PROBLEM TO SOLVE:
Each entry should be written out again exactly, so that nothing is lost.

Stored records:
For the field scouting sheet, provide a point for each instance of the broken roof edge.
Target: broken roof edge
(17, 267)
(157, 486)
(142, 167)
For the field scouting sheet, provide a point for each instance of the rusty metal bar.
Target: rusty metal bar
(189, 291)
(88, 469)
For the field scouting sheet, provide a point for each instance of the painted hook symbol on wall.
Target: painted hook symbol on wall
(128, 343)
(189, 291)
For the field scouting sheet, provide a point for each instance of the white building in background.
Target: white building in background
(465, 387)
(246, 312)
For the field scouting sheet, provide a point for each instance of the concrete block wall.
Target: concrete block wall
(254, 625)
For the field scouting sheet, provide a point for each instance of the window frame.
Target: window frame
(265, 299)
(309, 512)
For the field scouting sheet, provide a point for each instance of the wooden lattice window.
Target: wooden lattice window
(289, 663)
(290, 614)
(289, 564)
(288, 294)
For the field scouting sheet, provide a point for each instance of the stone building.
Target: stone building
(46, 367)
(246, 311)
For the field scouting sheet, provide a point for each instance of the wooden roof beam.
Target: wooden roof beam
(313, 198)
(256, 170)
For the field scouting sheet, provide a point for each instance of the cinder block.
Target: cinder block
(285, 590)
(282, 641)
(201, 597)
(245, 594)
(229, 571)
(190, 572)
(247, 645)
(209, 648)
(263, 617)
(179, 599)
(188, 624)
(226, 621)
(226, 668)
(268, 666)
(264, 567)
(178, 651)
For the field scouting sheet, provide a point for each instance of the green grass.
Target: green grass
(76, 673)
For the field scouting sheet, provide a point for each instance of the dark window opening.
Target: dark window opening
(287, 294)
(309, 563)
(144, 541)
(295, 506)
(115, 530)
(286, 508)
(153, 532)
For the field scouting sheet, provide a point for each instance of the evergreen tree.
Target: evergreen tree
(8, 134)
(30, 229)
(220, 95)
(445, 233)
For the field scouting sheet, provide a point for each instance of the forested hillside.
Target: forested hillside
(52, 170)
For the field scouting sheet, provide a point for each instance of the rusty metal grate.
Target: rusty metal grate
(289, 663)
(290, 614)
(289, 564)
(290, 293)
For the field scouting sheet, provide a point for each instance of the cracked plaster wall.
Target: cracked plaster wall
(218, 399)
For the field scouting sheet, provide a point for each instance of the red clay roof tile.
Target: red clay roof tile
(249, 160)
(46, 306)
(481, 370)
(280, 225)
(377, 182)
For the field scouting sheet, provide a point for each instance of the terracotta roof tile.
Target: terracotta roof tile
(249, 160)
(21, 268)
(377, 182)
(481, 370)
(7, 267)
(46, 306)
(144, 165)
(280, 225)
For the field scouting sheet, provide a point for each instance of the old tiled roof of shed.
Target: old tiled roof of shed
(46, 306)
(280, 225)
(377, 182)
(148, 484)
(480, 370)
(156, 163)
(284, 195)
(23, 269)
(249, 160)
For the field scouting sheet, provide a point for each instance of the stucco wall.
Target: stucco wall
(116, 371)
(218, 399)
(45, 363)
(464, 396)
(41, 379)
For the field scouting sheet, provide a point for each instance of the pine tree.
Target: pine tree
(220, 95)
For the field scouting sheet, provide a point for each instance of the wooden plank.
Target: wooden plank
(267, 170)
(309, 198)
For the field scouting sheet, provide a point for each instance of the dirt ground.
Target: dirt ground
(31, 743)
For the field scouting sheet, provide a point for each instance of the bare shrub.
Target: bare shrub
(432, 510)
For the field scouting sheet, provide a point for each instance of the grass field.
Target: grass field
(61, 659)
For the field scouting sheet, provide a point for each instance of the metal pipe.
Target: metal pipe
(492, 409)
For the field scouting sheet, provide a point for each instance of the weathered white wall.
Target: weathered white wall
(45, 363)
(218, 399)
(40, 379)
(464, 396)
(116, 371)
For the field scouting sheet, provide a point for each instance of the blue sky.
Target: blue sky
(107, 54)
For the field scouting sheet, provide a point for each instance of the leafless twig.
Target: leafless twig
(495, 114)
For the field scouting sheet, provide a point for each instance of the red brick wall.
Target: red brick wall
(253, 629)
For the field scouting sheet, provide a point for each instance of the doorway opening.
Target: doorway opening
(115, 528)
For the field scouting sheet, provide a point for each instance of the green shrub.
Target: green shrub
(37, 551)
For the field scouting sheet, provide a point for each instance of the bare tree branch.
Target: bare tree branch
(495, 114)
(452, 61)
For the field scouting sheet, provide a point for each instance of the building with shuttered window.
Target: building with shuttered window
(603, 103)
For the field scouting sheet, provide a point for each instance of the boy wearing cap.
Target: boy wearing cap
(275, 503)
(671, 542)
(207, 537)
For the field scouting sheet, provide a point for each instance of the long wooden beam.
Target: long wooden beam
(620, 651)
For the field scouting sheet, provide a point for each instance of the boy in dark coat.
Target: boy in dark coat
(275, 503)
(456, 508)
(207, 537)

ANSWER TO THIS PROBLEM:
For the field scouting sheet, provide a point for each instance of the broken roof edge.
Target: broken roof edge
(17, 267)
(157, 486)
(142, 167)
For the field scouting sheet, provide a point for each instance of the rusty metal bar.
Target: rusty metal bar
(189, 291)
(88, 469)
For the field scouting sheet, provide a point for each instance of the painted hook symbol on wall.
Target: painted hook symbol on wall
(128, 343)
(189, 291)
For the field scouting sheet, provide a point for each instance of the white building in background.
Target: white building in background
(465, 387)
(246, 312)
For the field scouting sheet, provide a point for each instance of the concrete block wall.
Target: concrete block wall
(254, 625)
For the field scouting sheet, provide a point for each instance of the window frame.
Target: window frame
(265, 299)
(309, 512)
For the field scouting sheet, provide a point for each instance of the wooden lattice window.
Target: wooden lattice window
(289, 663)
(290, 614)
(289, 564)
(288, 294)
For the field scouting sheet, provide a point for each instance of the stone building.
Target: stone building
(46, 367)
(246, 311)
For the field scouting sheet, provide a point for each instance of the wooden roof beam.
Target: wooden roof beam
(313, 198)
(256, 170)
For the field scouting sheet, provide a point for each instance of the cinder block.
Target: cinder block
(285, 590)
(282, 641)
(201, 597)
(245, 594)
(229, 571)
(190, 572)
(247, 645)
(209, 648)
(263, 617)
(179, 599)
(188, 624)
(226, 621)
(226, 668)
(268, 666)
(264, 567)
(178, 651)
For the field scouting sheet, provide a point for each instance of the green grass.
Target: green grass
(76, 673)
For the field scouting sheet, provide a point for each instance of the dark window opening.
Target: dark window opening
(287, 294)
(309, 563)
(144, 541)
(295, 506)
(115, 530)
(286, 508)
(153, 532)
For the field scouting sheet, provide a point for each instance of the evergreen tree.
Target: evergreen tree
(8, 134)
(30, 229)
(220, 95)
(445, 233)
For the field scouting sheet, provide a point for each instance of the forested hillside.
Target: forested hillside
(52, 170)
For the field scouting sheet, provide a point for each instance of the rusty metal grate.
Target: rusty metal grate
(289, 663)
(290, 614)
(289, 564)
(290, 293)
For the field scouting sheet, provide a point for each instance of the cracked plaster wall.
Target: cracked plaster wall
(218, 399)
For the field scouting sheet, provide a point for each instance of the red clay roof tile.
Target: red clay roof tile
(249, 160)
(46, 306)
(481, 370)
(280, 225)
(377, 182)
For the field scouting sheet, provide a point for each instance of the terracotta roof tile.
Target: terracotta roof tile
(249, 160)
(21, 268)
(377, 182)
(481, 370)
(7, 267)
(46, 306)
(144, 165)
(280, 225)
For the field scouting sheet, provide a point for each instance of the old tiled roof of shed.
Target: old tiled roof of shed
(46, 306)
(280, 225)
(377, 182)
(148, 484)
(480, 370)
(156, 163)
(284, 195)
(23, 269)
(249, 160)
For the field scouting sheet, provide a point for each instance of the stucco wall.
Target: stucco wall
(116, 371)
(218, 399)
(45, 363)
(464, 396)
(41, 379)
For the field scouting sheet, provide a point for each instance of the pine tree.
Target: pine tree
(220, 95)
For the field scouting sheet, provide a point for each instance of the wooden plank.
Target: wooden plank
(267, 170)
(309, 198)
For the field scouting sheet, provide a point for each instance of the dirt ground.
Target: dirt ground
(31, 743)
For the field scouting sheet, provide a point for each instance of the bare shrub.
Target: bare shrub
(432, 510)
For the field scouting sheet, provide a point for each instance of the grass field.
Target: grass field
(61, 659)
For the field scouting sheet, provide a point for each instance of the metal pipe.
Target: metal pipe
(492, 409)
For the field scouting sheet, provide a point for each instance of the weathered white wall.
Target: weathered white wall
(45, 363)
(218, 399)
(40, 379)
(464, 396)
(116, 371)
For the field scouting sheet, provide a point for each instance of the blue sky.
Target: blue sky
(107, 54)
For the field scouting sheet, provide a point for each instance of the leafless twig.
Target: leafless twig
(495, 114)
For the field scouting sheet, provide a point for each instance of the red brick wall.
Target: red brick wall
(253, 629)
For the field scouting sheet, provide a point for each instance of the doorway opening.
Target: doorway opening
(115, 528)
For the field scouting sheet, provide a point for each instance of the green shrub.
Target: green shrub
(37, 551)
For the field scouting sheet, provide a point for each instance of the bare tree branch.
Target: bare tree branch
(495, 114)
(452, 61)
For the field scouting sheet, provide a point for each instance of the building with shuttered window.
Target: building with shuttered window
(603, 103)
For the field scouting sheet, provide a point for each instance of the boy wearing cap.
Target: boy wearing cap
(275, 503)
(671, 542)
(207, 537)
For the field scouting sheet, provide a point for each instance of the long wooden beam.
Target: long wooden beam
(620, 651)
For the field scouting sheet, provide a point for each instance of the boy in dark coat.
Target: boy in dark coat
(275, 503)
(456, 508)
(207, 537)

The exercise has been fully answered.